== Records to use ==

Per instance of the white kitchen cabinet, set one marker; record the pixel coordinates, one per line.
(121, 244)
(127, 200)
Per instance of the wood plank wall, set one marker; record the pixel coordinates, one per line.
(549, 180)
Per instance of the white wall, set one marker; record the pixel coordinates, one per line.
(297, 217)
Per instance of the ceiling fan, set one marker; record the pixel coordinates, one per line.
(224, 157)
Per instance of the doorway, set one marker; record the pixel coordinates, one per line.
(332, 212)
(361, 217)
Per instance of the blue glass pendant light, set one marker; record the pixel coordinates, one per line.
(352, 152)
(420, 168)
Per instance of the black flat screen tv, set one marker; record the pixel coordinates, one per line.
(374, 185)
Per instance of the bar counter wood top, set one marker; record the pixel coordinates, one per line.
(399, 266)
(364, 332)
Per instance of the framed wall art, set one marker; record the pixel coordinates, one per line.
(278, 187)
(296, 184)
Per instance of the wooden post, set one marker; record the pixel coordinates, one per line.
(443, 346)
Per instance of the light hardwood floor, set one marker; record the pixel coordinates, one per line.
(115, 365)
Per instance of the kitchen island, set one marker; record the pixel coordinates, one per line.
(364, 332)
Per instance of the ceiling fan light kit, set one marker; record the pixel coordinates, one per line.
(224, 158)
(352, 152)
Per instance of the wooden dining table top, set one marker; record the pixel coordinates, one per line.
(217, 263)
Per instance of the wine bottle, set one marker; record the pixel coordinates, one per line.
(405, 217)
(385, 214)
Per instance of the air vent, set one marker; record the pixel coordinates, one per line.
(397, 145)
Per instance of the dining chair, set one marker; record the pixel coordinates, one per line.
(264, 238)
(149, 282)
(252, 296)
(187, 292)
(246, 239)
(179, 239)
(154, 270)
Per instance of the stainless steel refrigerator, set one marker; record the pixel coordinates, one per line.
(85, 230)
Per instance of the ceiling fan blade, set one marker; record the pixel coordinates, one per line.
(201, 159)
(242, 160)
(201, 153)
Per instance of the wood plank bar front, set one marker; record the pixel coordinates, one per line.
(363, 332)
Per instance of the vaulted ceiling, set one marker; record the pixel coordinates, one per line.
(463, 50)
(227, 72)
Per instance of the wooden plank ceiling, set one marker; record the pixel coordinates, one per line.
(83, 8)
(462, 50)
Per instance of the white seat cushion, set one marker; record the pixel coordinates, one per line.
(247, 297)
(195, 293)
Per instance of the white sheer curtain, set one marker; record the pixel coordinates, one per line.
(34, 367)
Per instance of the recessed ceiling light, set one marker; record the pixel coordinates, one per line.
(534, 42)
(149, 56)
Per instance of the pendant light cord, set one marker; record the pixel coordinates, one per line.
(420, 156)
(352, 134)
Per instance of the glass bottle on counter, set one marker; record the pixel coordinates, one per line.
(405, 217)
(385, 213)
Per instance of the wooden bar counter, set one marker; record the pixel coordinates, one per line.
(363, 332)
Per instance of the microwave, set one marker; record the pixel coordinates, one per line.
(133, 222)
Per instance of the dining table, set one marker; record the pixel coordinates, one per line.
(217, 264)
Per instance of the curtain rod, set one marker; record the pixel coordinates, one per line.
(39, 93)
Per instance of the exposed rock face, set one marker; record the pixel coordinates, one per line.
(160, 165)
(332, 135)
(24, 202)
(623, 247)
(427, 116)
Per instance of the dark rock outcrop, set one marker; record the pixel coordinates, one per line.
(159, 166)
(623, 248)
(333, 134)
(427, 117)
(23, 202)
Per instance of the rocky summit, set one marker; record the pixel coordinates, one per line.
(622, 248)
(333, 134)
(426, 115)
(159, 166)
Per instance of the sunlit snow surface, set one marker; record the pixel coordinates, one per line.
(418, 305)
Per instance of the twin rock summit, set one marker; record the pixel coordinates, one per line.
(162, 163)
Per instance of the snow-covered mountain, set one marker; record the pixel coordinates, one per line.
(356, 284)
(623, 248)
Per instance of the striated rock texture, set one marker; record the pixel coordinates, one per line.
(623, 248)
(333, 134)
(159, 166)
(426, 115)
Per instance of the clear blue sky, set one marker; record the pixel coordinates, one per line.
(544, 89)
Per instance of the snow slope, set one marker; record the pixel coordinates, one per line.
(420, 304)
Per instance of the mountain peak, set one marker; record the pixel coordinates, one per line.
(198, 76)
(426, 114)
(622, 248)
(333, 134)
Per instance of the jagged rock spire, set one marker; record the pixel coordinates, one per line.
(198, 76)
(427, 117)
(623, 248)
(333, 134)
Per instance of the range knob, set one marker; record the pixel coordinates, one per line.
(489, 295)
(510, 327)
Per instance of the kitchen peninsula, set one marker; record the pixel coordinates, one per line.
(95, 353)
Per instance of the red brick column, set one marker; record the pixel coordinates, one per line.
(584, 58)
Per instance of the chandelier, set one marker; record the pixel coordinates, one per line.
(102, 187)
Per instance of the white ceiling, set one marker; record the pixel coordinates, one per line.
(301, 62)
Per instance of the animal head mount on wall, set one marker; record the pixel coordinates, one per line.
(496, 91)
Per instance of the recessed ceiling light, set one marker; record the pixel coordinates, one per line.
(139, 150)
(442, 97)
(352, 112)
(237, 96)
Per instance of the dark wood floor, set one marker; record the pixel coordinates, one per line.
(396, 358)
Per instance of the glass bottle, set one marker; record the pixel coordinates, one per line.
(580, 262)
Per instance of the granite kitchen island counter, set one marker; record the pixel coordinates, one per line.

===

**Task prompt**
From the line containing "Per instance of the glass bottle, set" down to the last line of the data above, copy every line exactly; leave out all other lines.

**Problem solution**
Per instance of the glass bottle, set one marker; record the pixel coordinates, one per line.
(580, 262)
Per instance of the granite kitchen island counter, set one marker; record the pixel coordinates, one per line.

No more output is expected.